WHAT IS EXPECTED.
In the records below, the lines between the one holding "Where can the pink cyclamen" and the one holding "Where can the green", inclusive, are to be transcribed exactly; no pictures are to be included.

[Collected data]
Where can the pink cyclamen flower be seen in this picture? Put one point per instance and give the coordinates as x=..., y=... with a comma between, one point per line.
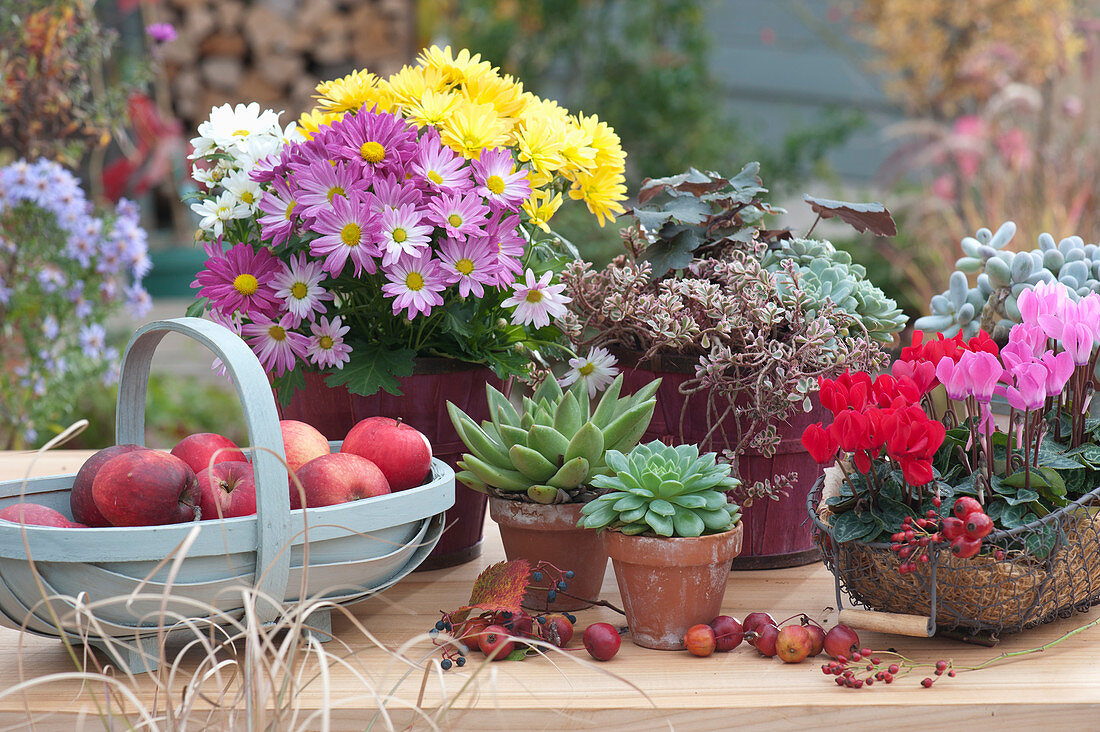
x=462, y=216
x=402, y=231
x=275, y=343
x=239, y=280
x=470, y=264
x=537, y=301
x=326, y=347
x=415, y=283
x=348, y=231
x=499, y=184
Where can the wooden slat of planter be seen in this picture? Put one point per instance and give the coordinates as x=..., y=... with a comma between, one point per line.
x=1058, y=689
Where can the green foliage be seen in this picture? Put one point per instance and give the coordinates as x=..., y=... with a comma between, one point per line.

* * *

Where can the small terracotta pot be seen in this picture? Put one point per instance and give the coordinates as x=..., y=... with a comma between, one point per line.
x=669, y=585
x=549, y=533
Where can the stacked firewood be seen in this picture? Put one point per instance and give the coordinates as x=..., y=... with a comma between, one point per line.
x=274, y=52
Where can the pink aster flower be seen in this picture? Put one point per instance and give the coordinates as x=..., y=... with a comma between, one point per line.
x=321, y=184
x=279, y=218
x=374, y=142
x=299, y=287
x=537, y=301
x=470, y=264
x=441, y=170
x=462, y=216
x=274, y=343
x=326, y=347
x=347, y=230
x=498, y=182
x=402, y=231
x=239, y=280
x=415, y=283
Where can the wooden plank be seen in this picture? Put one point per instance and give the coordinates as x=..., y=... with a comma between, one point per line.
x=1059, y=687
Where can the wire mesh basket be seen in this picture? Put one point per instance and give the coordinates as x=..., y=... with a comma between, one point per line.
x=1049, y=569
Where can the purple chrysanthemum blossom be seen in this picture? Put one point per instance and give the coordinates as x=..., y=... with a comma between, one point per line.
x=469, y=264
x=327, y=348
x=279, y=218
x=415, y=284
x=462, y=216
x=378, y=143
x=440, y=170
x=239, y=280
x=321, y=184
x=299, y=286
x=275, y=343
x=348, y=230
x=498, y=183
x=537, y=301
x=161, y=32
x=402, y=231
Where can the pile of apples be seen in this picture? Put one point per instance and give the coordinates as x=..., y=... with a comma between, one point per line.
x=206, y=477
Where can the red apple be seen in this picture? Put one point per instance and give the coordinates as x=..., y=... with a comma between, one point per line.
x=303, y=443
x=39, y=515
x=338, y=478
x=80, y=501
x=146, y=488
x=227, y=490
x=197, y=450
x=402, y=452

--

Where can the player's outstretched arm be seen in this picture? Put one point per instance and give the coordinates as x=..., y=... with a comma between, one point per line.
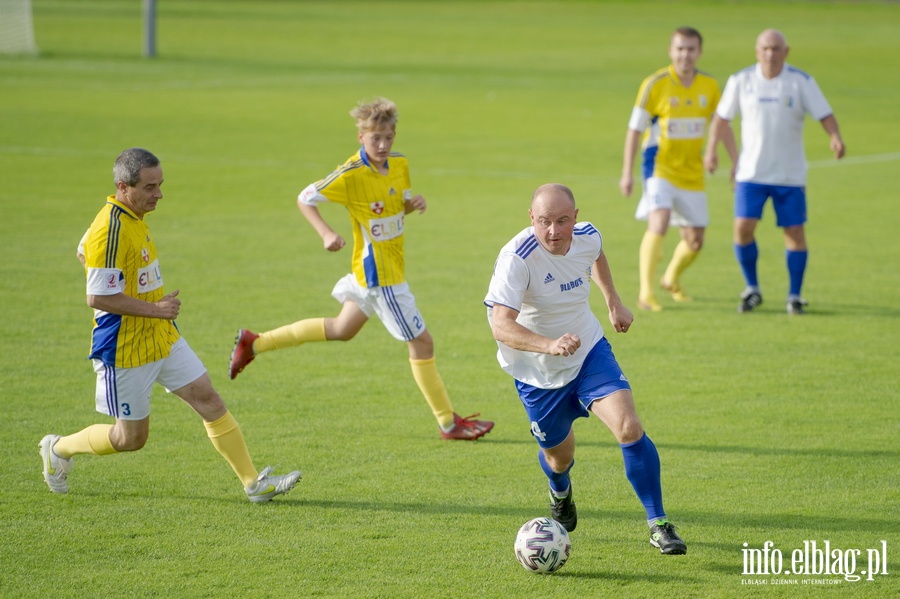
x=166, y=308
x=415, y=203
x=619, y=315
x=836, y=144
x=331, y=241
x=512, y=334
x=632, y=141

SOLUTION FOR THIS TASK.
Where can the pink cyclamen flower be seen in this picture? Put one point per instance and give the coordinates as x=..., y=... with a comma between, one point per line.
x=462, y=216
x=402, y=231
x=275, y=343
x=239, y=280
x=470, y=264
x=537, y=301
x=326, y=347
x=415, y=283
x=348, y=231
x=499, y=184
Where can the wooden slat of planter be seen in this picture? Put one point per instance and give the coordinates as x=..., y=... with a comma between, one point per line.
x=1058, y=689
Where can the green foliage be seen in this picture? Put one point per instance and give the coordinates as x=..., y=... with a comma between, one point per line.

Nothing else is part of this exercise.